* Kutipan teks sumber
▽
Sosok Samin Surosentiko cenderung dilekati stigma negatif oleh
masyarakat. Padahal, ajaran dan prilakunya banyak mengandung nilai-nilai
positif sebagai kearifan lokal. Bagaimana bisa mengubah stigma negatif
yang telanjur melekat pada sosok Samin ?
Ditulis oleh Sunaryo
================
Tulisan ini berawal dari peristiwa yang tidak terduga saat awal Ramadhan
lalu penulis mudik ke kampung halaman di Jepara untuk nyadran. Hari
itu, sebut saja Yu Yati, yang sedang menjaga warungnya didatangi oleh
laki-laki paruh baya yang tinggal tak jauh dari warungnya. Sehari-hari
Yu Yati memanggilnya dengan Lik Jas.
Begitu datang serta merta Lik Jas meminta izin untuk membawa pupuk
setengah kuintal dari warungnya. Yu Yati mengizinkan dengan catatan
tidak terlalu lama. Ditunggu seminggu , Lik Jas tidak kunjung datang ke
warung untuk membayar pupuk. Akhirnya, Yu Yati menyuruh anaknya untuk
menagih uang pupuk. Akan tetapi, di sana justru terjadi selisih paham.
Lik Jas tidak mau membayar dengan dalih tidak pernah mengatakan kalau
hutang pupuk. “Saya kan tidak pernah bilang hutang pupuk dari emakmu.
Saya hanya bilang ingin membawa pupuk dari rumahmu. Dan ternyata emakmu
membolehkan,” begitu kilah Lik Jas. Akibat sikap Lik Jas tersebut, Yu
Yati mendatangkan beberapa warga untuk ngrumpyung Lik Jas. Karena kalah
argumentasi dengan warga dan merasa terdesak, ia mengaku khilaf dan
bersedia membayar di kemudian hari.
Setelah itu Yu Yati menjelaskan duduk persolannya kepada warga. Namun
yang tidak mengenakkan, setelah mendengar penjelasan tersebut warga
seolah dikomanado,” Dasar samin, bawa pupuk kok tidak mau bayar!” Dari
peristiwa tersebut menyeruak pertanyaan-pertanyaan liar di kepala
penulis. Betulkah Lik Jas merupakan bagian dari komunitas samin ?
Betulkah ciri-ciri komunitas samin seperti tergambar pada sosok Lik Jas ?
Bukankah perilaku seperti ditunjukkan Lik Jas kerap juga kita temui
pada masyarakat biasa, mengapa harus dikaitkan dengan komunitas samin ?
Pertanyaan paling esensiil: Betulkah samin atau komunitas samin
berprilaku seperti itu ? Stigma Keliru Dari berbagai literatur yang ada,
komunitas samin atau ajaran saminisme tersebar di daerah Blora, Pati,
Rembang, Kudus, dan Bojonegoro. Sementara itu peristiwa yang terjadi ini
adalah di Jepara. Kalau Lik Jas benar-benar bagian dari komunitas
samin, maka kabar yang menggembirakan bagi komunitas ini karena
ajarannya semakin tersebar ke daerah lain.
△
* Cuplikan kumpulan data
▽
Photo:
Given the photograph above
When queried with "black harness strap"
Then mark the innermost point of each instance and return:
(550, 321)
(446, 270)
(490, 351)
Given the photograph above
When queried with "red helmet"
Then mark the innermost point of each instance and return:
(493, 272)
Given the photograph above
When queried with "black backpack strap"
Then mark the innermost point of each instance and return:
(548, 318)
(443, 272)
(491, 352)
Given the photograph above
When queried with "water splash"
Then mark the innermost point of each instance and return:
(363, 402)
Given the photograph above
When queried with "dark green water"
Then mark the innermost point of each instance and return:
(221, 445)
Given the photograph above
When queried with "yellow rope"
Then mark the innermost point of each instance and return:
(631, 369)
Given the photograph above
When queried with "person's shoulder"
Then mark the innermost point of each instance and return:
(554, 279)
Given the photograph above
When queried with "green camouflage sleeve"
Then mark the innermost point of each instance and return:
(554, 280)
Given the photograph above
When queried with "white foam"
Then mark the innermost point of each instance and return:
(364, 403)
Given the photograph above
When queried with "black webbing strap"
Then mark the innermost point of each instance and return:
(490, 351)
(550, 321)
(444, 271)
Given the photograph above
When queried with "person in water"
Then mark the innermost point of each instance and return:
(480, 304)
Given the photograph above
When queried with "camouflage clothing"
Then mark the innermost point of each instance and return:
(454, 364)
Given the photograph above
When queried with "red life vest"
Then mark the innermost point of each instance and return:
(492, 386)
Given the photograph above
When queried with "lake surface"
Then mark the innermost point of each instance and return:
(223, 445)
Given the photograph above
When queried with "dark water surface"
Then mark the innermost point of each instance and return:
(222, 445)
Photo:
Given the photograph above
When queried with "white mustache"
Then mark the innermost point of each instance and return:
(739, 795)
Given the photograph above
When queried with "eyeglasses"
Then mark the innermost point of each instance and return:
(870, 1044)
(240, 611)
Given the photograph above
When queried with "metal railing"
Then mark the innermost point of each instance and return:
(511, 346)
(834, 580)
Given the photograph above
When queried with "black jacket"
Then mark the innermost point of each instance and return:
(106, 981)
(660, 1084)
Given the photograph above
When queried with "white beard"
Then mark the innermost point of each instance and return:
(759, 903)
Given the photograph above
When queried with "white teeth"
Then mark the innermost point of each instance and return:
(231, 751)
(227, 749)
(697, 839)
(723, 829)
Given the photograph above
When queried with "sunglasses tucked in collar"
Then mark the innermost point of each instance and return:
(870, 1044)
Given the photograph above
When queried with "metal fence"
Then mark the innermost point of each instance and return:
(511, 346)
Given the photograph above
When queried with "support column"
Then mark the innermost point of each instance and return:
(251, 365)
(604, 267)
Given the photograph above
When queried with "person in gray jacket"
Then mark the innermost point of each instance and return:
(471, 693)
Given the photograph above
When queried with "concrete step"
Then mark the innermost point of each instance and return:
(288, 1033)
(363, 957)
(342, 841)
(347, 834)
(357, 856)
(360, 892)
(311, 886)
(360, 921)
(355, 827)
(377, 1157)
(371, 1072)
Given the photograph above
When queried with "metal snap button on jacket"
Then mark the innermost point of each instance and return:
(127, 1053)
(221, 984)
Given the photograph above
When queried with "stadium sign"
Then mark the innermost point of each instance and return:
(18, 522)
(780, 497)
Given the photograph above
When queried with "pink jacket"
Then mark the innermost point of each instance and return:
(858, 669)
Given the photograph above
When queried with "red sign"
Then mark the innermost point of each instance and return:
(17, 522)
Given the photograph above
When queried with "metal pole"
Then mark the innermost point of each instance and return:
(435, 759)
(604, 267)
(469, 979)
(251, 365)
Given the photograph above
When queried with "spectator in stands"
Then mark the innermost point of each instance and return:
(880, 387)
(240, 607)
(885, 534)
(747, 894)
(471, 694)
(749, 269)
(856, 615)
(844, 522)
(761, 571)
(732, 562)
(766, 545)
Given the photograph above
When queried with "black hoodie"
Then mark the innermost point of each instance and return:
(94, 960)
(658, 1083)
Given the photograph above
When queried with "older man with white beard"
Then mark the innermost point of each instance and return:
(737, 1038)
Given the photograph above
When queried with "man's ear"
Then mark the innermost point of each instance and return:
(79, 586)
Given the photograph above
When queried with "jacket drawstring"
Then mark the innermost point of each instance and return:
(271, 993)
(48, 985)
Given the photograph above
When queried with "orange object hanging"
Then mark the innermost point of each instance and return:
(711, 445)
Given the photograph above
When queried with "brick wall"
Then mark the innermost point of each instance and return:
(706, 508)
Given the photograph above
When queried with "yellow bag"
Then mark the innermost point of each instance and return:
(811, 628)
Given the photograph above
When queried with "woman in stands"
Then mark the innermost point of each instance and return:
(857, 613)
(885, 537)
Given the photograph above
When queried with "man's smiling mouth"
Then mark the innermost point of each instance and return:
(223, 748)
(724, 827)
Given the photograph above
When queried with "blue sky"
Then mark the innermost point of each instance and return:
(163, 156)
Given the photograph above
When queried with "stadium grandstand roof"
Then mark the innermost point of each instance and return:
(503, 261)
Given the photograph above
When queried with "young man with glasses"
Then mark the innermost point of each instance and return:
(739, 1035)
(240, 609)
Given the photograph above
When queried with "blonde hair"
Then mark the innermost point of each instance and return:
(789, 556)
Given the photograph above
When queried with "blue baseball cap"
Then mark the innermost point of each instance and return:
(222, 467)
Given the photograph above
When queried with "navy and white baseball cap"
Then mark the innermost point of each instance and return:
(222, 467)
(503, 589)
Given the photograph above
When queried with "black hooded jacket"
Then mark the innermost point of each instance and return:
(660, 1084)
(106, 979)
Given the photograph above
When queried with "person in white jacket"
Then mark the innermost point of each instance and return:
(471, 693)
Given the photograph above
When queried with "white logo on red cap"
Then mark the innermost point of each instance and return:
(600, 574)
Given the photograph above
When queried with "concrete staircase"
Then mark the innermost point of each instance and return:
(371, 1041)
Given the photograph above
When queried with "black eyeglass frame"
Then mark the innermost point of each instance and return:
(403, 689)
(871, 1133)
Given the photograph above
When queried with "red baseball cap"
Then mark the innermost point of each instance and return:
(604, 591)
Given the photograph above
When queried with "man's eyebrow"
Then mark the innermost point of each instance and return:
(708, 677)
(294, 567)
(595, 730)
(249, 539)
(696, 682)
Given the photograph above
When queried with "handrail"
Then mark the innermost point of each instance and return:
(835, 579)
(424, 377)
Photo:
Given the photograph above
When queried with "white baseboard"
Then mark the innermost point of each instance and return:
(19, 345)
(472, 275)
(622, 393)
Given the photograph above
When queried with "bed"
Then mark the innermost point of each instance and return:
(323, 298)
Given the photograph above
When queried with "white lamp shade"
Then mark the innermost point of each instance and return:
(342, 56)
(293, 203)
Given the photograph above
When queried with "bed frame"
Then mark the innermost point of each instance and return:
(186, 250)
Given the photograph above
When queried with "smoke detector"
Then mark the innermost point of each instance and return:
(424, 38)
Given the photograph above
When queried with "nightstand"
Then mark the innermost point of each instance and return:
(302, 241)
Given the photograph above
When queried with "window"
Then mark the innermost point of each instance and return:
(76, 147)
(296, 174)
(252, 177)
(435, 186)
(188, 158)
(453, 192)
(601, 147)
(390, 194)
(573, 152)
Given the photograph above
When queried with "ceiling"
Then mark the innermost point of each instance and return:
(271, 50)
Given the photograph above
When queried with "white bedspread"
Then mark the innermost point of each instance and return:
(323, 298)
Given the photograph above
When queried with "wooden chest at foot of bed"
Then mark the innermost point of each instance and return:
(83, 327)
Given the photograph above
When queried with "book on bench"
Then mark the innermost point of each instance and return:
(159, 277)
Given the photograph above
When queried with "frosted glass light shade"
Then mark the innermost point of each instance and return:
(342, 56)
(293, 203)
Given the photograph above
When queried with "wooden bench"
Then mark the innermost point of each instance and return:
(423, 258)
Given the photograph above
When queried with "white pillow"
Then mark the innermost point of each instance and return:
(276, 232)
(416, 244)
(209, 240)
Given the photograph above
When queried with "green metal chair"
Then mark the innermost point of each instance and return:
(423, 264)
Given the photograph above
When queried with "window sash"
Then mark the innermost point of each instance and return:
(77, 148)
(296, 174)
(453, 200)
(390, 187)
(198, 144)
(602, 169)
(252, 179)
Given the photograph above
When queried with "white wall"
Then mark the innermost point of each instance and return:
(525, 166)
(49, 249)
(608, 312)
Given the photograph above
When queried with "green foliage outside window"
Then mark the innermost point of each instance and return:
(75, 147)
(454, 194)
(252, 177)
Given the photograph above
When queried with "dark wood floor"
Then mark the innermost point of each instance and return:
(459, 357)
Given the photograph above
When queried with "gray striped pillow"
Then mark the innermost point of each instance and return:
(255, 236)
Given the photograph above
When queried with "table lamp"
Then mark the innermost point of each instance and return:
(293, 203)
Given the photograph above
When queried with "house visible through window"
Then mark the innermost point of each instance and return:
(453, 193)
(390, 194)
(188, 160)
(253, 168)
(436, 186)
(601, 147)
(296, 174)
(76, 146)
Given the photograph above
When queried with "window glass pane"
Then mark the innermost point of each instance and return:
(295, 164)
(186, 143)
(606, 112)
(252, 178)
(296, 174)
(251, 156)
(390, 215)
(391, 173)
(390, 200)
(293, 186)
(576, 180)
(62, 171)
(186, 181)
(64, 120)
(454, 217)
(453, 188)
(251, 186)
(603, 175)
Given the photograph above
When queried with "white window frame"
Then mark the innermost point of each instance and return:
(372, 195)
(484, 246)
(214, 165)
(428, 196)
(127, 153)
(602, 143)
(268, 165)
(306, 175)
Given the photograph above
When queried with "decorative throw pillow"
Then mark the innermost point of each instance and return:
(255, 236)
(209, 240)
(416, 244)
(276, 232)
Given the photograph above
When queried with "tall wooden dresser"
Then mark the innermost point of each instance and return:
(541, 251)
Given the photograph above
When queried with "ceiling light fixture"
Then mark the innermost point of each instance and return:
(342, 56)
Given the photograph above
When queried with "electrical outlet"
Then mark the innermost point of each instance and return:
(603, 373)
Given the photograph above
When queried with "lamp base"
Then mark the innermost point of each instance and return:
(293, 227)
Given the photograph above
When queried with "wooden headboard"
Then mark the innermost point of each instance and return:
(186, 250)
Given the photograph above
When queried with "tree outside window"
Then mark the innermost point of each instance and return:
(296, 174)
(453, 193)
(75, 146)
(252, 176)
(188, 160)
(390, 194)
△
* Tujuan latihan
Tuliskan kembali tanpa perubahan bagian tulisan tentang stigma terhadap Samin, mulai dari kata-kata "Saya hanya bilang" hingga berhenti setelah "di kemudian hari.".

* Jawaban yang diharapkan
Saya hanya bilang ingin membawa pupuk dari rumahmu. Dan ternyata emakmu
membolehkan,” begitu kilah Lik Jas. Akibat sikap Lik Jas tersebut, Yu
Yati mendatangkan beberapa warga untuk ngrumpyung Lik Jas. Karena kalah
argumentasi dengan warga dan merasa terdesak, ia mengaku khilaf dan
bersedia membayar di kemudian hari.